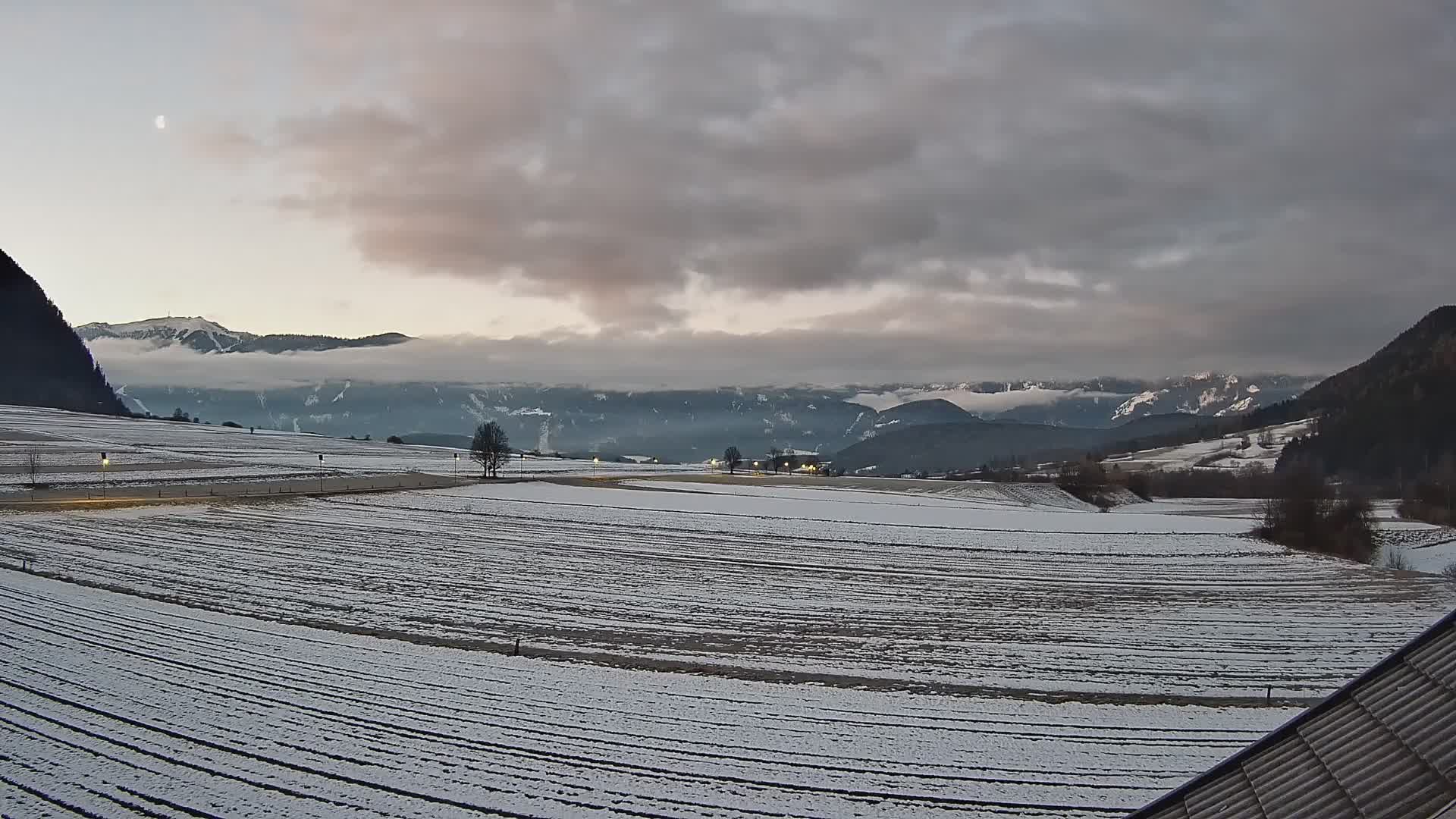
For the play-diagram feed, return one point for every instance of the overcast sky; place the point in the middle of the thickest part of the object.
(807, 190)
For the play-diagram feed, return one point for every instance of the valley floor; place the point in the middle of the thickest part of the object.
(982, 651)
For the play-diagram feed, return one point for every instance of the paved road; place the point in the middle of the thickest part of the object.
(171, 493)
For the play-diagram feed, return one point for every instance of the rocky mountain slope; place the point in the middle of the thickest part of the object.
(44, 363)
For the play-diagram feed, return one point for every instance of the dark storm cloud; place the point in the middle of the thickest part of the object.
(1228, 175)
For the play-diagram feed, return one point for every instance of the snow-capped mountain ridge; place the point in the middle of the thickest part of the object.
(210, 337)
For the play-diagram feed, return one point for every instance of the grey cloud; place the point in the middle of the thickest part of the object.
(1277, 155)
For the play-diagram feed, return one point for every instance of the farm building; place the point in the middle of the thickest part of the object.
(1381, 746)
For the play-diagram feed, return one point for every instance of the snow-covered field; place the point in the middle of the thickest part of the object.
(1218, 453)
(693, 648)
(117, 706)
(200, 452)
(906, 592)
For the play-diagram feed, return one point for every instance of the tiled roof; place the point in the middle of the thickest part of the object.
(1382, 746)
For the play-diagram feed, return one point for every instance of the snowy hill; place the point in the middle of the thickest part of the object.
(1228, 452)
(210, 337)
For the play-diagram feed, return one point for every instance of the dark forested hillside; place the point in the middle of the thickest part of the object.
(1392, 416)
(46, 363)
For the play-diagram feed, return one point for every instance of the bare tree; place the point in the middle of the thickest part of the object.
(490, 447)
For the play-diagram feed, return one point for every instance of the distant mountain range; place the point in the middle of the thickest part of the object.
(44, 363)
(212, 337)
(689, 425)
(1386, 420)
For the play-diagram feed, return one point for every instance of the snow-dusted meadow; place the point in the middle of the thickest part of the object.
(903, 591)
(115, 706)
(69, 447)
(1226, 452)
(693, 648)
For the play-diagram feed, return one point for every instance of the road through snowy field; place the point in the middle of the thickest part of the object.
(114, 706)
(69, 439)
(854, 589)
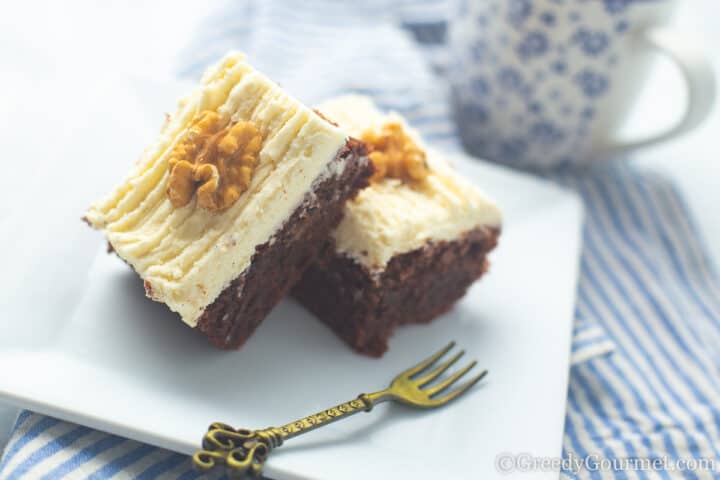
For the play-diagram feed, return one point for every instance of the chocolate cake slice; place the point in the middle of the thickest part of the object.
(408, 246)
(233, 201)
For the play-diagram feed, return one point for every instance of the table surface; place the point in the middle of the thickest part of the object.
(692, 160)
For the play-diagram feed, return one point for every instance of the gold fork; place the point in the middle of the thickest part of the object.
(244, 452)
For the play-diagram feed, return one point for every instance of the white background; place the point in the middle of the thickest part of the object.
(83, 46)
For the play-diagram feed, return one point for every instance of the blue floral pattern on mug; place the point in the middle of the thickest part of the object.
(529, 76)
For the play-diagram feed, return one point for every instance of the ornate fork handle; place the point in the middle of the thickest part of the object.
(244, 451)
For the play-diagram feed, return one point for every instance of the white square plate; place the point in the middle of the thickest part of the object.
(79, 340)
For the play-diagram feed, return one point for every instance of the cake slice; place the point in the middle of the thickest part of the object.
(236, 197)
(408, 246)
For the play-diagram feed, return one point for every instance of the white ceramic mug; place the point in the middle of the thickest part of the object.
(548, 83)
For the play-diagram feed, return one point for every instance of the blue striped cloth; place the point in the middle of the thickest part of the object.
(644, 379)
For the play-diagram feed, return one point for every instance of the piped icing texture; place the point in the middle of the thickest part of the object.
(187, 243)
(393, 215)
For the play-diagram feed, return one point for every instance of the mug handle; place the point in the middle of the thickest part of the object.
(699, 78)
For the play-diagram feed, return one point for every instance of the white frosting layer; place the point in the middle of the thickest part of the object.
(188, 256)
(391, 217)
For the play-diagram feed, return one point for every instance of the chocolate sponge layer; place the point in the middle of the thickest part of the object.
(279, 263)
(364, 308)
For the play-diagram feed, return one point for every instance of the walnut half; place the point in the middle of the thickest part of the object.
(395, 155)
(214, 160)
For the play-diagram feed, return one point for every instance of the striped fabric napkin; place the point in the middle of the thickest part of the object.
(644, 380)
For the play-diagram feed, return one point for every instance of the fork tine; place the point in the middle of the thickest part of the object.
(427, 362)
(439, 370)
(460, 390)
(445, 384)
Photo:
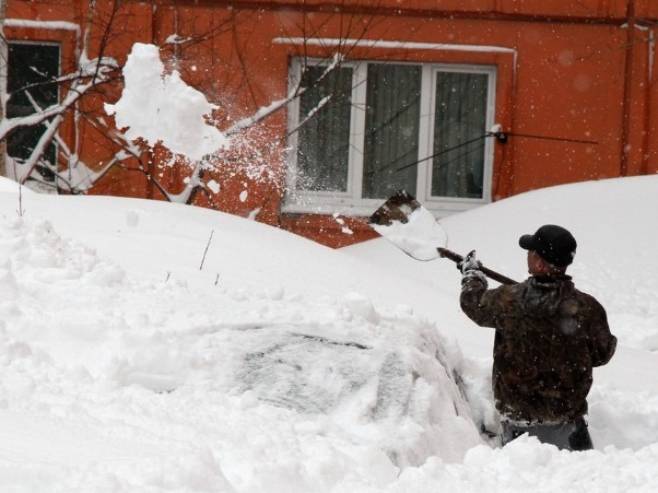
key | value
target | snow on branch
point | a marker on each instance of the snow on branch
(275, 106)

_ _ _ _ _

The expected result is the data above in exact form, free of pictures.

For the play-diagram feed, return one point for every instance of the overcast sky; place the point in the middle of the thickest part of the object.
(807, 190)
For the play-diagram feed, return one point for every instance of the valley floor; place the point in the middle of the thickest part of the object.
(982, 651)
For the play-diagram feed, return one point for every instance of the paved road; place the point in the middle of the thickest part of the object.
(171, 493)
For the play-diagram feed, return one point for every instance of the rocky mountain slope; place the point in the middle of the thickest part of the object.
(44, 363)
For the play-diagram feed, return one point for every instance of the dark storm cloud; place the point in the middle of the thickest part of the object.
(1228, 175)
For the play-diagram feed, return one point for every instance of the snow-capped mountain ridge; place the point in the middle of the thickest part of the object.
(210, 337)
For the play-diagram feed, return one point for every instance of the grey cloud; place the point in the middle of the thickest part of the object.
(1277, 155)
For the play-diagram feed, return one point for every instance of the farm building; place the point in the middle of the thickest part of the object.
(1381, 746)
For the play-diagram feed, return one point for every instance of the snow-covered field; place the point in the middle of the thickest part of the object.
(1218, 453)
(693, 648)
(117, 706)
(200, 452)
(906, 592)
For the play-diagram feed, return one point for every instance of the tiled roof; place the point in the middle of the thickest part of the object.
(1382, 746)
For the play-diagram feed, return one point for every instance of the snowy hill; place the point in the middle of the thickest part of the object.
(1228, 452)
(210, 337)
For the play-diagram feed, return one point for every instance of the dark forested hillside; place the point in the middle of the thickest part of the object.
(1392, 416)
(46, 363)
For the play-diagram feed, return one point for every instance of the bare tree; place the point in the middle of the thickest part of the object.
(490, 447)
For the play-diagram feed, return one point for every instance of the distant mountain range; place the point in the middle of the thickest part of the object.
(44, 363)
(212, 337)
(689, 425)
(1386, 420)
For the play-diagram feed, return one point for every instance of the snow-dusted meadow; place the point in the middle of the thickest part of the object.
(903, 591)
(115, 706)
(69, 447)
(1226, 452)
(693, 648)
For the play-diagram feed, return one point for every instance of the road through snowy field; place the point in the middle of the thickest part of the object.
(114, 706)
(69, 439)
(854, 589)
For the play-diagram feed, return one point for every instance of the chocolate cake slice; place the point in the middle of the thickest part of the object.
(408, 246)
(233, 201)
For the play-diagram feed, return one point for every instance of the table surface; place the point in the middle of the thickest part of the object.
(692, 160)
For the play-diagram feed, return one point for every instance of the gold fork; place the point in the middle of the thickest part of the object.
(244, 452)
For the play-diagram feed, return one point for every instance of the white background; place the point in the middle of the thickest part of the object.
(83, 46)
For the play-diagram feed, return one point for every instance of the blue floral pattern on mug; place the point in the middle of the thickest part of the object.
(529, 76)
For the play-diagram feed, return one point for every instance of the ornate fork handle; place the point in the middle of the thickest part of the object.
(244, 451)
For the play-diagram feed, return one point for every instance of the white square plate; place the point in the middle of the thickest part of the object.
(79, 340)
For the play-diagram feed, return one point for every instance of the cake slice; place the point in the middle of the thickest part of the object.
(236, 197)
(408, 246)
For the play-diagram feed, return one point for every instance of the white ceramic mug; place the point in the middle of the thickest part of the object.
(548, 83)
For the play-diagram feed, return one point for every instance of the blue striped cloth; place the point in the middle of the thickest part of the object.
(644, 379)
For the play-diagram feed, return one point for every instance of the piped icing texture; place the point in the middle of the thickest part of the object.
(187, 243)
(393, 215)
For the play-diagram feed, return one point for every instance of the mug handle; place the point in the middle of the thickest part of the object.
(699, 78)
For the play-diagram feed, return one point for every instance of the white frosting layer; place the point in the middle of the thickest part of the object.
(188, 256)
(391, 217)
For the play-diagram feed, return one point for every instance of the chocolate sponge layer; place the point in the middle of the thickest part of the object.
(279, 263)
(364, 308)
For the play-diagram feed, return one point for every instance of the walnut half; place the point in the middle of the thickest part of the object.
(395, 155)
(214, 160)
For the play-diagram feed, return one point for every instance of the striped fabric napkin; place the point in the middle of the thickest part of the object.
(644, 380)
For the play-diagram feed, return one point for every instance of the fork tine; place the point in the middle of the thickest part of the object.
(427, 362)
(439, 370)
(460, 390)
(445, 384)
Photo:
key | value
target | snow on branch
point | a marker on each instance of the snow on branch
(275, 106)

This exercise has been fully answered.